*REQUIREMENT*: Pick out each line in the records below that contains the word "distant", and copy every such line in full.

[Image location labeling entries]
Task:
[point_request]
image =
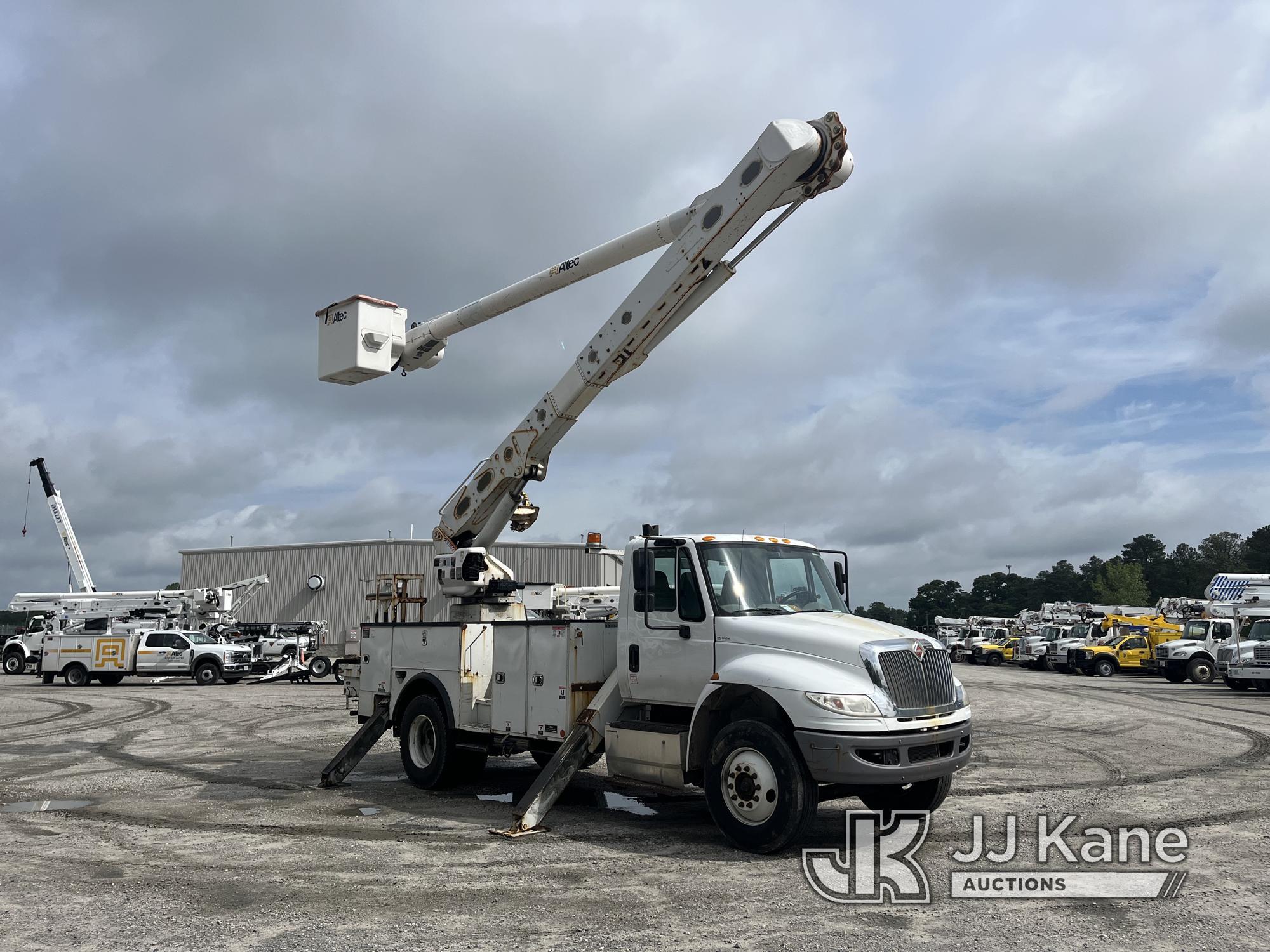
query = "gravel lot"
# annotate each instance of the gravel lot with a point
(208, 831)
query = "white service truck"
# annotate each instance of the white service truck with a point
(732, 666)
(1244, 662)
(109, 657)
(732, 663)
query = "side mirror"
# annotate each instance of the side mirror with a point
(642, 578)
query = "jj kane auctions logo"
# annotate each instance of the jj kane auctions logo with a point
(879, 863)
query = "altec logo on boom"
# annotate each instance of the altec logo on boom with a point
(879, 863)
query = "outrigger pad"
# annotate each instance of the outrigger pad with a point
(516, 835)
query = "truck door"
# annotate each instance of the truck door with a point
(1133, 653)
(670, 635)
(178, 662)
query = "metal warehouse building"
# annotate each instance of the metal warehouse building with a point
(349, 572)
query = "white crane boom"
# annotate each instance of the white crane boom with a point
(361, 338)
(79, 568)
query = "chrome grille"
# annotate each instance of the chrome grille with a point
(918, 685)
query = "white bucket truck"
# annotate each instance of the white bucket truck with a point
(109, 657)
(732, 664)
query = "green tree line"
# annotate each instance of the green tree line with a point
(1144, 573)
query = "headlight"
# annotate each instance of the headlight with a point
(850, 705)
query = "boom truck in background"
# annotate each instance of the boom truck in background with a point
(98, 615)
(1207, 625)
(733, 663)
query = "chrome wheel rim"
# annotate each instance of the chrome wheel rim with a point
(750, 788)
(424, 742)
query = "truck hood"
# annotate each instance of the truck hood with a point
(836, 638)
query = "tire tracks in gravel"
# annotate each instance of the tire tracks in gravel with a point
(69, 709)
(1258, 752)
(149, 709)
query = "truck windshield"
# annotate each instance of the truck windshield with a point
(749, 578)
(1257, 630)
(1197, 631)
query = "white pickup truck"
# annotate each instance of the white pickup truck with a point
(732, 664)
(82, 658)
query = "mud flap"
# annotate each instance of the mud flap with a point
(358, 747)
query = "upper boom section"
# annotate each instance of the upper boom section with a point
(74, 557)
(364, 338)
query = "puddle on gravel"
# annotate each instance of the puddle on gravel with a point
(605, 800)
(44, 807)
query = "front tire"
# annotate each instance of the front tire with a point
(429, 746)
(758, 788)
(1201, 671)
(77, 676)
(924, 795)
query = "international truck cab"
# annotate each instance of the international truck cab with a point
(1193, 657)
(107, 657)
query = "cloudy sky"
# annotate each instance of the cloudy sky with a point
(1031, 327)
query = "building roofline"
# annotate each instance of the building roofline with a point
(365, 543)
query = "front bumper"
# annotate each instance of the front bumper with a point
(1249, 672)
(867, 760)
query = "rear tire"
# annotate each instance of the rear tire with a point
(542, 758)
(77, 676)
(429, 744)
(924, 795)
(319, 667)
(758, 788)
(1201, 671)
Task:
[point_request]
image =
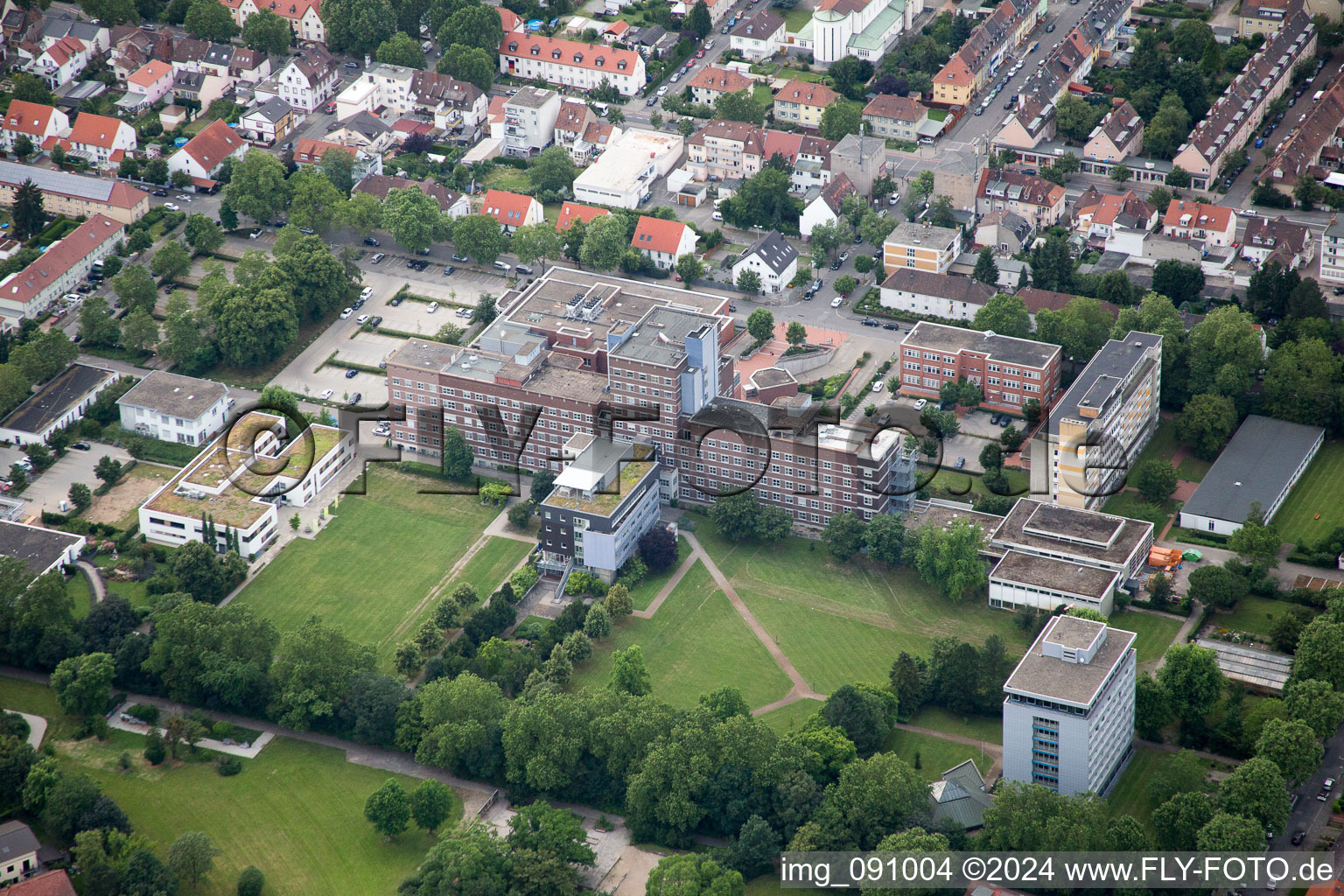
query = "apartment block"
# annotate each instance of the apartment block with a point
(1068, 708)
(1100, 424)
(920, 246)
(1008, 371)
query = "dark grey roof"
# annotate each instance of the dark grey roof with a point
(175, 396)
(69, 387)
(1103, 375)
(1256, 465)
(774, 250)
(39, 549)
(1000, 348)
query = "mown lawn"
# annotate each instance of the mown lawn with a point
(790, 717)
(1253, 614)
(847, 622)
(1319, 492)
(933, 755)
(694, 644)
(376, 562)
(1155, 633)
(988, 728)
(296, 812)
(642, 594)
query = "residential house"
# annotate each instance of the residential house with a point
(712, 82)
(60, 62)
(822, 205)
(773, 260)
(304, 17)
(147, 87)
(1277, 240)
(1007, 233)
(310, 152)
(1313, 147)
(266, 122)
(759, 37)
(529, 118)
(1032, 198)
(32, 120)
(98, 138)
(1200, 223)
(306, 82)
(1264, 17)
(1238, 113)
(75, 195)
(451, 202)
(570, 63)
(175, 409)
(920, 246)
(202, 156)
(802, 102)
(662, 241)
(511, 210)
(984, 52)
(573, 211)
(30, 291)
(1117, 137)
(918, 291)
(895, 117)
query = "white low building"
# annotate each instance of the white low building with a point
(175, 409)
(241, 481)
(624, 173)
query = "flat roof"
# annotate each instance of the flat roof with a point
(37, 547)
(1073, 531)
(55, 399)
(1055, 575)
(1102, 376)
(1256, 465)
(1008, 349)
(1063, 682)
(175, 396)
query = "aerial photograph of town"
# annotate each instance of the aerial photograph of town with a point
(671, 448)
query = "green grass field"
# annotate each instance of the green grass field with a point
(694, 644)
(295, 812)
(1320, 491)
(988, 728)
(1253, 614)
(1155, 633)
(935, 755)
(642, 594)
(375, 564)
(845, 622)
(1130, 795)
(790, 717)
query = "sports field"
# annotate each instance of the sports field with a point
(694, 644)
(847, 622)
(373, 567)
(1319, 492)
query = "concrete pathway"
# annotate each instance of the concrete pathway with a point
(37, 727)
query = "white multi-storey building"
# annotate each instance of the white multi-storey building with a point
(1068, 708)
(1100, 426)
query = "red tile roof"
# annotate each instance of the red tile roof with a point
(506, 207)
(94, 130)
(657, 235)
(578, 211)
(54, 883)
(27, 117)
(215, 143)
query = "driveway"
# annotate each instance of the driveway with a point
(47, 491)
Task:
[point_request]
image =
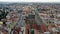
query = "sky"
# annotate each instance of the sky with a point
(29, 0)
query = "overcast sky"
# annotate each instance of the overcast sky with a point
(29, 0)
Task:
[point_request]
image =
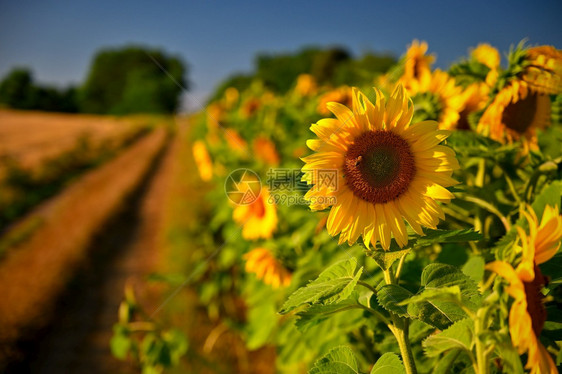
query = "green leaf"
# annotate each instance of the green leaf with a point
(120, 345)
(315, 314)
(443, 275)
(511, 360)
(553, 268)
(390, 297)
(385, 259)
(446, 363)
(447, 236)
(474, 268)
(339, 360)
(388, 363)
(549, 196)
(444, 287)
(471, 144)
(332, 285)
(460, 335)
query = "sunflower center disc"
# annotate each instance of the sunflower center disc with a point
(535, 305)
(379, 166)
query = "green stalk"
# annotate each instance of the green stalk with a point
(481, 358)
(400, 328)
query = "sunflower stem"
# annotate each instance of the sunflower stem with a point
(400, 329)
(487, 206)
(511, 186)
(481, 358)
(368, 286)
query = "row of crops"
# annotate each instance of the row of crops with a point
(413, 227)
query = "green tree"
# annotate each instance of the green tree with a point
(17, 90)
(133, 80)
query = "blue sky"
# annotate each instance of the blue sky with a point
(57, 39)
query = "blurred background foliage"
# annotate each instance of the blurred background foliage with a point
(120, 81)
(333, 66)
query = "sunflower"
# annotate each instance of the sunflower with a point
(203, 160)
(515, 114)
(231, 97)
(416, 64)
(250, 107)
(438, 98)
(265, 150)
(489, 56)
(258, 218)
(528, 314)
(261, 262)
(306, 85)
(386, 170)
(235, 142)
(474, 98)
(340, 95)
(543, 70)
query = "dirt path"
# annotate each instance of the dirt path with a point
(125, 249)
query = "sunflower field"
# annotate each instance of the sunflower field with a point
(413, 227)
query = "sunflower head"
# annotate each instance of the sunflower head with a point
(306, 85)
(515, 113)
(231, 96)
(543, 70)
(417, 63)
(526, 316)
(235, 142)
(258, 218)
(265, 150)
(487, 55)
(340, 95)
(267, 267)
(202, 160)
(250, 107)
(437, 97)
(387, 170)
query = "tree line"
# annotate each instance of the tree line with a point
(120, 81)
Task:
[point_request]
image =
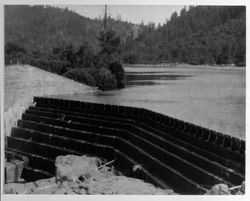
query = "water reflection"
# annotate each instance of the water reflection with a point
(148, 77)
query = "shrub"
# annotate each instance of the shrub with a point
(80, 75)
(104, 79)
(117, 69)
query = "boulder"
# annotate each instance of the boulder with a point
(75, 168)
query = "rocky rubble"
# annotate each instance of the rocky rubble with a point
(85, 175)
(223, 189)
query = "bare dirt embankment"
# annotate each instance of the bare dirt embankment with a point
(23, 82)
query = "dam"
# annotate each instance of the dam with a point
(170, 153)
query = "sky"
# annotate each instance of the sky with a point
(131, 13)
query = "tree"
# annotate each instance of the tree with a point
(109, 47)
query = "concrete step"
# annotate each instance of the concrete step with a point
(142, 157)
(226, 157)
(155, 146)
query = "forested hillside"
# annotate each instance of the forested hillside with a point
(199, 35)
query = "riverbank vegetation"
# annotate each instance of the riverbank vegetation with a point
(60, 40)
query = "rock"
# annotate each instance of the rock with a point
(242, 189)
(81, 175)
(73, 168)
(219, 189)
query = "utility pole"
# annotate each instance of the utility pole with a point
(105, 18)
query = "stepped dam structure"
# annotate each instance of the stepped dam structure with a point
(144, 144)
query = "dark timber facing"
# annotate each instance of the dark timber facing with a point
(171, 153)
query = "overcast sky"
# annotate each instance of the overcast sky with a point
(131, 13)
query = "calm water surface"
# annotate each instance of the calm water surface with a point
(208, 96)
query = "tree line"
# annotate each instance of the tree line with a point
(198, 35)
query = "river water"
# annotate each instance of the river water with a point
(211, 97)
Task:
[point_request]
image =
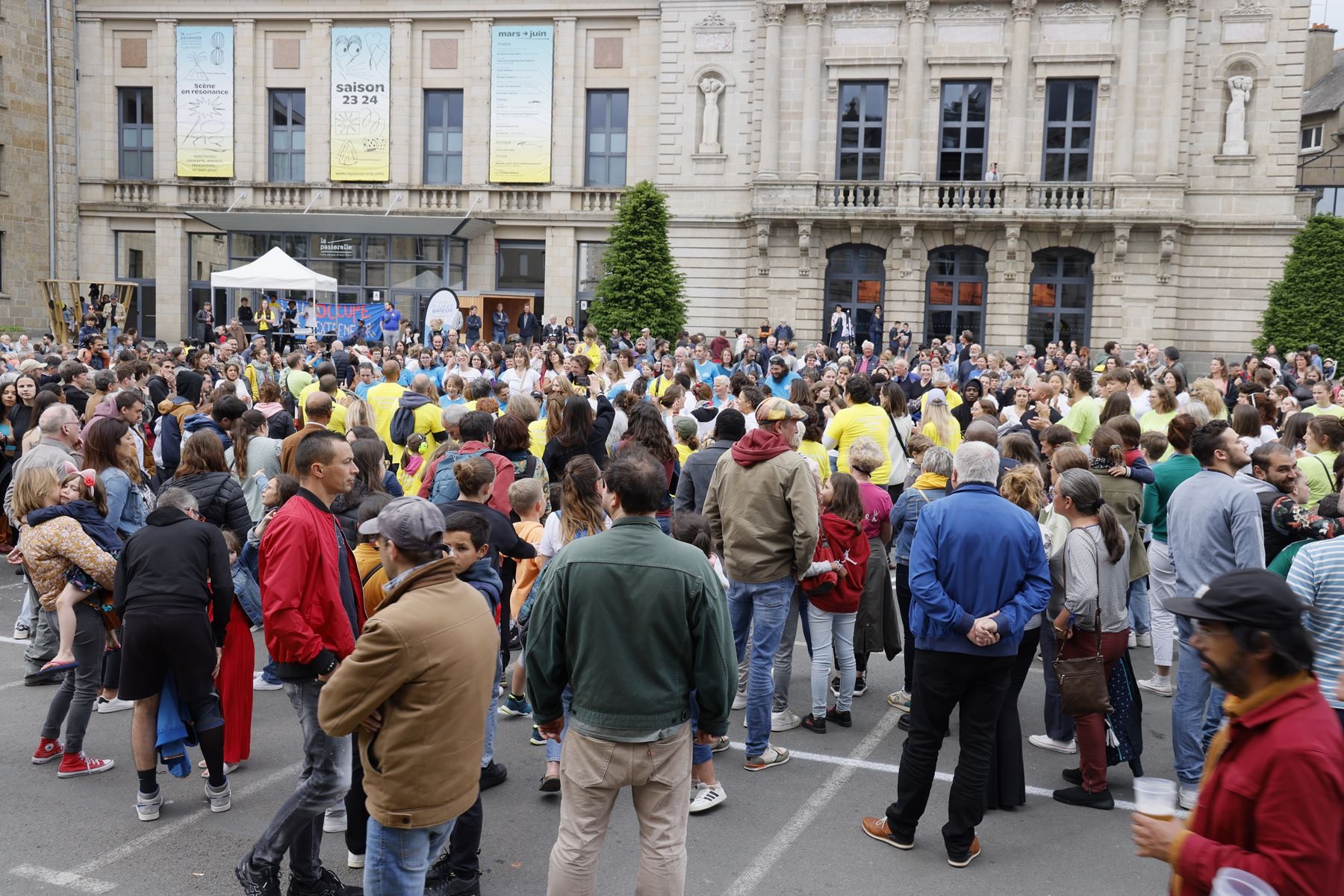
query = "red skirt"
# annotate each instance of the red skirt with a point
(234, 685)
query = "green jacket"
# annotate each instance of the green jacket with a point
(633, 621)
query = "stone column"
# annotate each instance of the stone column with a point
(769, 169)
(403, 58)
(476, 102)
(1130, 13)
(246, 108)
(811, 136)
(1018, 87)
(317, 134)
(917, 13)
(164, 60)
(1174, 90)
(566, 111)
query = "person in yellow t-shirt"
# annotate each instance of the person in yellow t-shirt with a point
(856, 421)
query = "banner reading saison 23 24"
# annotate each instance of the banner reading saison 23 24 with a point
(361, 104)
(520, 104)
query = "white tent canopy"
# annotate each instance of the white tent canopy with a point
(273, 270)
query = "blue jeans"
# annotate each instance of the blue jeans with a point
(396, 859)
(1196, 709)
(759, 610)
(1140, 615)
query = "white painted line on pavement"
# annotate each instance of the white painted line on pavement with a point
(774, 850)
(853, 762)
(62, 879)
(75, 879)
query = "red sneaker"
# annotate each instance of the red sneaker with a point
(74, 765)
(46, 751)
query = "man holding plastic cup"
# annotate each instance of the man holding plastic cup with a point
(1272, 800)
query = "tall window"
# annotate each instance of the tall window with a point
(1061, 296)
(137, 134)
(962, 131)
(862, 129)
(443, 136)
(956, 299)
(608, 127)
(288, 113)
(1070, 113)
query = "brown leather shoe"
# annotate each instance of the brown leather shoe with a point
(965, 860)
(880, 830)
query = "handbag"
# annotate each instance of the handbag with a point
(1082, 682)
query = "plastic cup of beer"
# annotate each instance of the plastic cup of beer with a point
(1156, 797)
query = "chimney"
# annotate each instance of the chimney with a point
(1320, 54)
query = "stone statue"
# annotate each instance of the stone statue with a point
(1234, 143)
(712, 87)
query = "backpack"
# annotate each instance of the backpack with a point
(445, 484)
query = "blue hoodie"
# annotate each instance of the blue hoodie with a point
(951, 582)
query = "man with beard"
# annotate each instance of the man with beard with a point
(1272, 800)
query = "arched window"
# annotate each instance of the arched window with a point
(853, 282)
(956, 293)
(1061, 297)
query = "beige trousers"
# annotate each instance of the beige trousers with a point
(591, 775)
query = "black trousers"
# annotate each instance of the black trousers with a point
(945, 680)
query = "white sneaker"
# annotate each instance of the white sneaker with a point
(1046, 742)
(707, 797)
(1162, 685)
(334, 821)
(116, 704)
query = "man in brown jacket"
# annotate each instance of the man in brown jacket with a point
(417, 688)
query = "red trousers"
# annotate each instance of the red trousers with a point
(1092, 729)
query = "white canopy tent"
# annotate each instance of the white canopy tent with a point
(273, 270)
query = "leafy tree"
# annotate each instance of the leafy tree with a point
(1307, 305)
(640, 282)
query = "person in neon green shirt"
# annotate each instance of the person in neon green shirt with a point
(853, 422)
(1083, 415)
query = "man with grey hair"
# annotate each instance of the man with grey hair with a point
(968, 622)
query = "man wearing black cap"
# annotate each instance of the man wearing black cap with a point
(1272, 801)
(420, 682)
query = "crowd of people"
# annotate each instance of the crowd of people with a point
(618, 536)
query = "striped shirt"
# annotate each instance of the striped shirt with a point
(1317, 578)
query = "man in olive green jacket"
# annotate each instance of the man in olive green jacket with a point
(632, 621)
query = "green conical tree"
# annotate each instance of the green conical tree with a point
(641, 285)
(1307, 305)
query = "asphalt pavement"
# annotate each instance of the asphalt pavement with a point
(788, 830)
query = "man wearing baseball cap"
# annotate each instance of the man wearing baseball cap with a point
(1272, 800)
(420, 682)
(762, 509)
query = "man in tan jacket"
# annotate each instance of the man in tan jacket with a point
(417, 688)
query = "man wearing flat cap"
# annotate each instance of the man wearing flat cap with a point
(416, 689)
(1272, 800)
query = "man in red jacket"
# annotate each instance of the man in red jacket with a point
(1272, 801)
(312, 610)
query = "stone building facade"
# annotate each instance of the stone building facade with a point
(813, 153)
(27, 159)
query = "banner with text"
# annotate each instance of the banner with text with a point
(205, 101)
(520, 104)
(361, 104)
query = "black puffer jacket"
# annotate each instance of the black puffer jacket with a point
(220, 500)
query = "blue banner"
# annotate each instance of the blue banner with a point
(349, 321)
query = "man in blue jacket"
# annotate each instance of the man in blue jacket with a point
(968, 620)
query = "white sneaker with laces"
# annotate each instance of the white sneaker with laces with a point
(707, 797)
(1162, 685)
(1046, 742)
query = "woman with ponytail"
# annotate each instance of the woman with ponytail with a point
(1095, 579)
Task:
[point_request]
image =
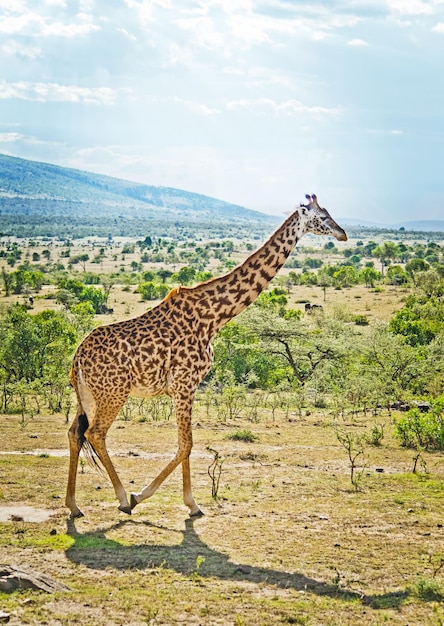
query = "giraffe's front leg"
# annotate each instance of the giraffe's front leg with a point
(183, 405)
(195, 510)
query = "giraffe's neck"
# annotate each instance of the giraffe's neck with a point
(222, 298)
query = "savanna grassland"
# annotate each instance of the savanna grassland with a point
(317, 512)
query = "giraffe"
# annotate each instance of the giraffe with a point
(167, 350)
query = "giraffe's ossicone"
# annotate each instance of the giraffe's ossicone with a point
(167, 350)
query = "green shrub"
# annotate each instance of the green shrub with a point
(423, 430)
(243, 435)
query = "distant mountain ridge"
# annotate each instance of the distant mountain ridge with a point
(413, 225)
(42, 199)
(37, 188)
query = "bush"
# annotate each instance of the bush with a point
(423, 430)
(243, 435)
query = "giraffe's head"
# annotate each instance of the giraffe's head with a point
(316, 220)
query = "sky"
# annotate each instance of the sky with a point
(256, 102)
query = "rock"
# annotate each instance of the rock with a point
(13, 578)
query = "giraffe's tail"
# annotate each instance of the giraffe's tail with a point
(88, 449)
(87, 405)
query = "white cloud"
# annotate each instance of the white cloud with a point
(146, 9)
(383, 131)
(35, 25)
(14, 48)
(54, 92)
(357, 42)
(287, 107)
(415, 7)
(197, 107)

*RESPONSE TO THE EXERCISE*:
query = "distant mountain ridge"
# annotate each instance of the distant mountain ridge with a point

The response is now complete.